■ **READING PASSAGE**:
* * * * * * * * *

How was your weekend?
I’ll be honest with you. I had a hard weekend. Travis lost his job on Thursday and we have just been feeling so down about it. It was a complete shock to Travis. He had no warning whatsoever that he would be cut from his job.
I think what makes it so hard for us (well, at least one big reason it makes it hard for us because there are so many other reasons that this hard) is that this is his second time losing a job in a 5-month period.
September 2017 – First Job Loss
In September 2017, he lost his job which he had been working at for over two years. The job loss came just a few weeks after I had the baby.
I remember the day it happened. Travis came home during lunchtime. When I saw him drive up, I was very confused. I thought maybe he was sick or he had injured himself at work. But as soon as I saw him walk up the sidewalk, I knew he had lost his job. He looked so broken and defeated.
I immediately went to the door to ask him what happened and he confirmed the dreaded feeling I had. We were both so heartbroken. Panic and worry began to take over me, but Travis assured me everything would be okay. He told me we would figure things out.
Two months later our prayers were answered and he was hired for a new job. We were both so overjoyed and relieved. I remember Travis’ mood was more cheerful and he didn’t look as weary as he did the months of his unemployment. With the new job, things were starting to look up for our family and we were getting back on our feet.
February 2018 – Second Job Loss
But on Thursday, Travis came home around lunchtime again. With thoughts racing through my mind, I looked out the window to see if I really saw him pull up to our home.
“Did he forget something? Is he not feeling well? What time is it because I know it’s not time for him to get off of work? Please don’t tell me…”
It was like experiencing déjà vu. I remained calm and stepped out onto the porch and asked him what was wrong. “I’m unemployed!” he said to me as he walked up the sidewalk. My heart sank. And he had that same defeated look on his face. My heart hurt so much for Travis.
He was let go because the company is “restructuring”. The plus side to this is he wasn’t fired and he will still have a good reference. The downside to losing his job is we have to start back over from square one and figure everything out again.
This is a new experience for us. Travis was in the military for 8.5 years before we moved to Michigan. He was offered a job three months before his contract ended with the Army. Going through job loss like this feels like a strange new world for us. We don’t like this feeling of uncertainty.

* * * * * * * * *

■ **SOURCE MATERIAL**:
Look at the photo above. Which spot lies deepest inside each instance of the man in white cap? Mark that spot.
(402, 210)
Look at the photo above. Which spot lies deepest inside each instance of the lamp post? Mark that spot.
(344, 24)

* * * * * * * * *

■ **SHORT PROBLEM 1**: In the post about Travis's job losses, why does going through job loss feel like a strange new world to the couple? Answer in one to three sentences.
■ **SHORT PROBLEM 2**: Continue the post about Travis's job losses, starting after its final sentence.

■ **EXERCISE OUTPUT 1**: Travis served in the military for 8.5 years before they moved to Michigan, and he was offered a job three months before his Army contract ended. Because of that, losing a job this way is a new experience for them.

■ **EXERCISE OUTPUT 2**:
It’s okay to not be okay.
I think the day I found out Travis lost his job the reality of it hadn’t sunk in yet because, for the most part, I felt fine. I didn’t feel panicky. But the next day, I woke up feeling so sad. It almost felt like going through a bad breakup. I felt nauseous Friday and Saturday. I still mustered the energy to go with the kids to homeschool group on Friday, but on Saturday I canceled all of my plans and I stayed home and just cried throughout the day alone in my room.
I tried to pray about it, but I couldn’t get the words out. I just felt so defeated and hopeless. It feels like every time we try to get back on our feet, we get knocked down again.
By Sunday, though, I was feeling a little better. I realized if I feel down, then my husband must feel even worse. He’s the one who had to experience this, not me. And what I mean by that is, he’s the one who was let go from his job. He’s the one who woke up in the morning ready to start the day and didn’t have a clue that as soon as he’d clock in to work he’d be asked to step into an office and told face-to-face he was being let go. I didn’t experience that humiliation. He did. I didn’t have to pack my things up and walk out of my job, make the drive home, and face my family to deliver bad news. He did.
For better or for worse.
So I can’t make this all about me. Yes, it is hurtful to me and I have many worries about my husband’s job loss, but I have to also support Travis. We’re in this together– through the good times and the bad times.
And you know what? Things may feel a little hopeless and uncertain right now, but we’ll get through this together!
This morning, I was able to finally say the words I needed to for my prayer. It felt good to finally release my feelings and thoughts. I am trusting in God to get us through this hard time. I am also counting my blessings and finding joy in my life, my marriage, and my children.
Everything will work out.
Travis has great hope that everything will work out. He isn’t one to stay down for too long. He’s really good about not letting things bring him down. He’s a very optimistic person and his faith in God is strong. This is one of the many qualities I love about my husband. He is truly the yin to my yang, as the saying goes.
If you believe in the power of prayer, would you say a prayer for my family and me? I would greatly appreciate it. I had shared the news on my Instagram and I have received so many kind messages of encouragement and hope. I am very grateful for the kindness and prayers for my family.
Much love to everyone!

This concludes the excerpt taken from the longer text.